Dataset records:
========
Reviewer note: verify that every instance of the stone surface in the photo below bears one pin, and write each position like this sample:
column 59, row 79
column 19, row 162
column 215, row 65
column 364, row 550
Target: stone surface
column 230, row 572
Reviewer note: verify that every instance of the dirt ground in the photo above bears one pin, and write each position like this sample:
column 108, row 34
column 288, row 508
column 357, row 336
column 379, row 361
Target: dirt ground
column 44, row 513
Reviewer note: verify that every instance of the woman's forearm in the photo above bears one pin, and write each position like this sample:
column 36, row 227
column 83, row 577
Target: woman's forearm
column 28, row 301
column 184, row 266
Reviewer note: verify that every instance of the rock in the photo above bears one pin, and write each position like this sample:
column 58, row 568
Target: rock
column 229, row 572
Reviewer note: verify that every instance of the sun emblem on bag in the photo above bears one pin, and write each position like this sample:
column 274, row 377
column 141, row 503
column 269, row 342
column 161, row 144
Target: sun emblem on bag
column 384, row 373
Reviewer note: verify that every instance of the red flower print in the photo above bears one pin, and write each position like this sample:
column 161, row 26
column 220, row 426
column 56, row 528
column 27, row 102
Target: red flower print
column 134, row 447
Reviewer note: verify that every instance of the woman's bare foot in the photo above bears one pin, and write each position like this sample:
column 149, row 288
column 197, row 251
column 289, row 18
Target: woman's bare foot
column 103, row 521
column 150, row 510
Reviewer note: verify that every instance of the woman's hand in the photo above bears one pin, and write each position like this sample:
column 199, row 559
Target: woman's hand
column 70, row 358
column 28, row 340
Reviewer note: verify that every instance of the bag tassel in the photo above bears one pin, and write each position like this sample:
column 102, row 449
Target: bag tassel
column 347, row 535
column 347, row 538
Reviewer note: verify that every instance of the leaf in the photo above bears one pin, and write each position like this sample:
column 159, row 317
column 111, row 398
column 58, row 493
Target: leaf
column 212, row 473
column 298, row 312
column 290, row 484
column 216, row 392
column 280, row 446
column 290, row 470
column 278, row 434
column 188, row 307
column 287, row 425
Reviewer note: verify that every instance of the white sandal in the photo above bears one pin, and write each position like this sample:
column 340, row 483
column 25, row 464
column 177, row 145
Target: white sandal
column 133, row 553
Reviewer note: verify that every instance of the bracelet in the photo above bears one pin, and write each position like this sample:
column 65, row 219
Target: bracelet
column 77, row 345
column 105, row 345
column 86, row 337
========
◆ EXERCISE:
Type out the material again exactly as presented.

◆ SOLUTION FOR THIS TASK:
Reviewer note: verify that every instance of the stone surface in the photo below bears one pin, and write each position like this sample:
column 59, row 79
column 19, row 162
column 215, row 65
column 364, row 550
Target: stone surface
column 230, row 572
Reviewer note: verify that every instance of the dirt ground in the photo above bears one pin, and write each position like this sample:
column 108, row 34
column 288, row 508
column 357, row 336
column 379, row 361
Target: dirt ground
column 44, row 513
Reviewer note: verify that every instance of the woman's forearm in the photo above bears one pin, and write each position like this sample:
column 36, row 227
column 83, row 577
Target: woman's forearm
column 28, row 301
column 184, row 266
Reviewer note: verify that every instance of the rock in the photo above bears one pin, and write each position like this sample:
column 58, row 568
Target: rock
column 229, row 572
Reviewer note: verify that every instance of the sun emblem on bag in the photo above bears one pin, and write each position like this sample:
column 274, row 377
column 141, row 503
column 269, row 342
column 161, row 144
Target: sun emblem on bag
column 384, row 373
Reviewer note: verify that every instance of the red flower print in the photo above bears one pin, and write each position like this sample:
column 161, row 26
column 220, row 426
column 56, row 528
column 27, row 102
Target: red flower print
column 134, row 447
Reviewer note: verify that every instance of the woman's bare foot in the photo above bears one pin, and write each position like this sample:
column 149, row 288
column 197, row 251
column 289, row 18
Target: woman's bare foot
column 103, row 521
column 150, row 510
Reviewer note: verify that every instance of the woman's hand in the photo above bears one pin, and write each position like this sample:
column 199, row 559
Target: woman's hand
column 70, row 358
column 28, row 340
Reviewer note: verify that every instance of the bag tassel in the photo above bears one pin, and write each position like this sample:
column 102, row 449
Target: bag tassel
column 347, row 535
column 347, row 538
Reviewer note: verify that every instance of the leaf in the photo above bears one pin, and write each position like this sample:
column 159, row 317
column 111, row 398
column 58, row 493
Target: leaf
column 212, row 473
column 298, row 312
column 290, row 484
column 216, row 392
column 280, row 446
column 290, row 470
column 278, row 434
column 188, row 307
column 287, row 425
Reviewer note: verify that every instance of the white sandal in the photo above bears one pin, and write each position like this sample:
column 340, row 483
column 25, row 464
column 177, row 145
Target: white sandal
column 133, row 553
Reviewer note: verify that every instance of the bracelet in the photo above bears one pin, and write each position like this sample:
column 65, row 219
Target: bracelet
column 77, row 345
column 105, row 345
column 86, row 337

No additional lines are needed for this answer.